=== Texto de lectura ===
Para Philippe Halsman, una simple secuencia de saltos podía ser también un valioso elemento de juicio. Si no, pregunte a la novelista y cineasta de éxito Nora Ephron. A finales de los sesenta, una pequeña redactora con la misión de entrevistar al gran hombre. Al término de la conversación, Halsman le pidió que saltase para su objetivo. La chica, que conocía a la perfección el honor que aquello suponía, accedió halagada. Saltó tres veces y exactamente del mismo modo cada vez. Supuso que era justo eso lo que Halsman buscaba; el movimiento preciso. "Bueno", dijo él, "por lo que acabo de ver, es usted una persona muy determinada, ambiciosa y dirigida, pero nunca escribirá una novela. Sólo tiene un salto en su interior".
Afortunadamente para la revista Life, Halsman fue mucho mejor retratista que adivino. Con una marca de 101 portadas, firmó más veces en la primera plana del semanario que revolucionó el fotoperiodismo que ningún otro fotógrafo. Y entre todas, una que se publicó el 9 de noviembre de 1959. Sobre un fondo azul, Marilyn Monroe, sonriente, descalza, de espaldas, con los brazos pegados al cuerpo y los puños cerrados, miraba divertida a los ojos del lector. Se hallaba, por supuesto, a la mitad de un enérgico salto.
En aquella sesión, Marilyn "llevó la contraria a la gravedad", según recordó Halsman después, unas 200 veces. Cuando hubieron terminado, la actriz dijo a Halsman: "Philippe, si no has quedado contento, llámame para repetirlo. Aunque sea a las cuatro de la madrugada".
No extraña que el titular que acompañó la histórica foto de portada fuese: Marilyn, parte de una galería fotográfica saltarina. Con aquella imagen, la saltología de Halsman alcanzó su cima.
Todo había comenzado en realidad siete años antes, al final de una sesión de fotos con la familia Ford, magnates del automóvil, cuyo emporio cumplía medio siglo. Halsman descansaba con un trago en la mano preparado por Eleanor Ford (nuera de Henry). ¿Saltaría la gran dama de Detroit para su objetivo? "Nunca en mi vida había visto una expresión de mayor asombro", recordaría Halsman después. "¿En serio me está pidiendo que salte con estos tacones?", repuso ella.

=== Objetivo ===
Para cada afirmación, indica con sí o no si concuerda con el texto sobre Philippe Halsman y cita literalmente las palabras del texto que lo deciden.
1. Halsman firmó 101 portadas de la revista Life.
2. En la sesión de la portada, Marilyn Monroe saltó unas 200 veces.
3. Nora Ephron saltó cuatro veces para Halsman.
Los ítems no intervienen en esto.

Ítems contenidos en un conjunto de datos

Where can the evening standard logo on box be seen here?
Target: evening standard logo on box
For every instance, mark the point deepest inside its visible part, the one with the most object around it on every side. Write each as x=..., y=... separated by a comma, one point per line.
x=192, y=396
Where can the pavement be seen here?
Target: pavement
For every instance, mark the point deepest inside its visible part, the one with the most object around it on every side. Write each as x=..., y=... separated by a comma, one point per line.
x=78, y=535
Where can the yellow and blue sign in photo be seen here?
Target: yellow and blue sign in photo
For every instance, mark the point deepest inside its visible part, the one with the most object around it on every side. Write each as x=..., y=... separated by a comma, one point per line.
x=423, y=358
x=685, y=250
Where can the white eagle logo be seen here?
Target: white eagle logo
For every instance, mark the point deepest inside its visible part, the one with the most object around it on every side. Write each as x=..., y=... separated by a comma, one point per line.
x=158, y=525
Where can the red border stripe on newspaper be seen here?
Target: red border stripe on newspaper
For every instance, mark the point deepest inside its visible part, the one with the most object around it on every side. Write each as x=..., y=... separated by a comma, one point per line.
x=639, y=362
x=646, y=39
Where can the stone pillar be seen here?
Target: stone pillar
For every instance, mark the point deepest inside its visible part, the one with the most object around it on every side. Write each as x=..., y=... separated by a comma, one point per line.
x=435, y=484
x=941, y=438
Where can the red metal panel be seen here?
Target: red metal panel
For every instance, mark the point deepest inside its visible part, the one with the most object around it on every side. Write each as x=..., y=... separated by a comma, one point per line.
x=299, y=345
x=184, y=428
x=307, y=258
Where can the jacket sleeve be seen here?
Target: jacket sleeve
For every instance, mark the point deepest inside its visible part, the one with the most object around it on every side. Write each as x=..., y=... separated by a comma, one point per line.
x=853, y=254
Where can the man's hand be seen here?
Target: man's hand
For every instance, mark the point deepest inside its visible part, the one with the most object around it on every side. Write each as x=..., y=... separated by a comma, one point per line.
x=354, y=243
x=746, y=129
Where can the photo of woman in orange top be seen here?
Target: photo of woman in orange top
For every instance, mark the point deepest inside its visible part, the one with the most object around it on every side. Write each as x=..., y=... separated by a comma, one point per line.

=== Respuesta ===
1. Sí: «Con una marca de 101 portadas, firmó más veces en la primera plana del semanario que revolucionó el fotoperiodismo que ningún otro fotógrafo».
2. Sí: «En aquella sesión, Marilyn "llevó la contraria a la gravedad", según recordó Halsman después, unas 200 veces».
3. No: «Saltó tres veces y exactamente del mismo modo cada vez».